--- start of Records provided ---

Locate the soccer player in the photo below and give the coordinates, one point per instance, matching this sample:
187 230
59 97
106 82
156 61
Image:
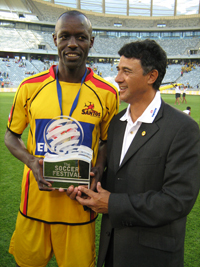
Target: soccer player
50 221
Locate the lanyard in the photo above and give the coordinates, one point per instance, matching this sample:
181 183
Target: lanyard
59 91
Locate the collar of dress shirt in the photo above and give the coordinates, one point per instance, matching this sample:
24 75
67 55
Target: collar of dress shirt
148 115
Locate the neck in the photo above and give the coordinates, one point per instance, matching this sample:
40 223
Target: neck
138 107
71 75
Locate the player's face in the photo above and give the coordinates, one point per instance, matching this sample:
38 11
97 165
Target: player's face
73 40
132 83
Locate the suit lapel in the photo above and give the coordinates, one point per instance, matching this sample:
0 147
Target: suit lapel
118 141
145 132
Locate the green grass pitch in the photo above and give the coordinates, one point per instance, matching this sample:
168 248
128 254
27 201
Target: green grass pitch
11 175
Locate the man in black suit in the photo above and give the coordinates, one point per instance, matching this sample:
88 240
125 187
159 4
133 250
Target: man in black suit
153 168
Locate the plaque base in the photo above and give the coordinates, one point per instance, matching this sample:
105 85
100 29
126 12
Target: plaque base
69 169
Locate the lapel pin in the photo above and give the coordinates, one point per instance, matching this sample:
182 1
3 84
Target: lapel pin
143 133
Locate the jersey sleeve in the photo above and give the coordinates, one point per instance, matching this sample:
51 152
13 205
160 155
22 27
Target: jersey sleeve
18 117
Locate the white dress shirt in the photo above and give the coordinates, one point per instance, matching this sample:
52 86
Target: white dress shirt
147 116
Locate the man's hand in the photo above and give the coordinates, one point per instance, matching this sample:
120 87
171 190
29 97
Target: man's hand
16 146
71 192
98 202
36 165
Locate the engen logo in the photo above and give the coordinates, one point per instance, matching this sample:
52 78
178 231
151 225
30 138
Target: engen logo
89 110
41 147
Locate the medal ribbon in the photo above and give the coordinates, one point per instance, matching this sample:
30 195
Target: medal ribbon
59 91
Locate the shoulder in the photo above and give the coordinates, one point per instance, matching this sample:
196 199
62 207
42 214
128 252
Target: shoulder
98 83
39 77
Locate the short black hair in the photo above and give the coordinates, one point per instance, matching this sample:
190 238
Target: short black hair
151 56
77 13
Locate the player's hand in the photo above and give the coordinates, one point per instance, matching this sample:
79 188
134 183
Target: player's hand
71 192
36 166
97 201
95 176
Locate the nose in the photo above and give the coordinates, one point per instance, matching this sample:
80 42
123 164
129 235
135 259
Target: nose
119 78
72 42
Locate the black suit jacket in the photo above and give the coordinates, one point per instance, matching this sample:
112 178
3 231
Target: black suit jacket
152 191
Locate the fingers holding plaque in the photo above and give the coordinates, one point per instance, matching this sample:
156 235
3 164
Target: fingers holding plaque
67 162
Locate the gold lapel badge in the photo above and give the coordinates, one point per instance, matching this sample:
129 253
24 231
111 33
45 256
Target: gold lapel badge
143 133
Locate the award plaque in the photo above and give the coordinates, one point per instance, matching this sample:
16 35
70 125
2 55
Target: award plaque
69 162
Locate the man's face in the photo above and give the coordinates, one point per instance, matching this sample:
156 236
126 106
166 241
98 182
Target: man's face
73 40
132 83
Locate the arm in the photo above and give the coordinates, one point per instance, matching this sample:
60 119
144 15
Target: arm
96 172
179 189
16 146
175 199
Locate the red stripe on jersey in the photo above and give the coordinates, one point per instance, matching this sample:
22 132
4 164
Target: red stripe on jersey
10 115
26 193
92 215
101 84
41 78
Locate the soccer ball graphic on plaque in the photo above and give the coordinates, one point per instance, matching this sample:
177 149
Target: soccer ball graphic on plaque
69 161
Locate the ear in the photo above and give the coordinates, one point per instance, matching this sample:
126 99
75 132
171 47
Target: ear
91 42
54 38
153 75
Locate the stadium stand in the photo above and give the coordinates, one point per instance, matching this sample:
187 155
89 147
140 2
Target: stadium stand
26 33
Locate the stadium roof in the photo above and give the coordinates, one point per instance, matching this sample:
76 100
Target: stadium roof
135 7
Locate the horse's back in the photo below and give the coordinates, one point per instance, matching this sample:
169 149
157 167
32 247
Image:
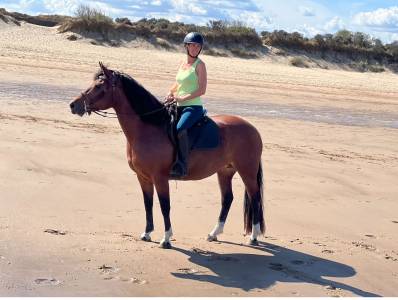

--- end of Records provided ---

Exercise objective. Pick out every line of the material that contains the word "face", and copy each of those lines.

Exercise result.
Locate the player's face in the photo above and give the coordinates, one point per instance, matching this sample:
Target: player's face
Locate the man's face in the photo above and give the coordinates, one point per instance, matching this sample:
Target: man's face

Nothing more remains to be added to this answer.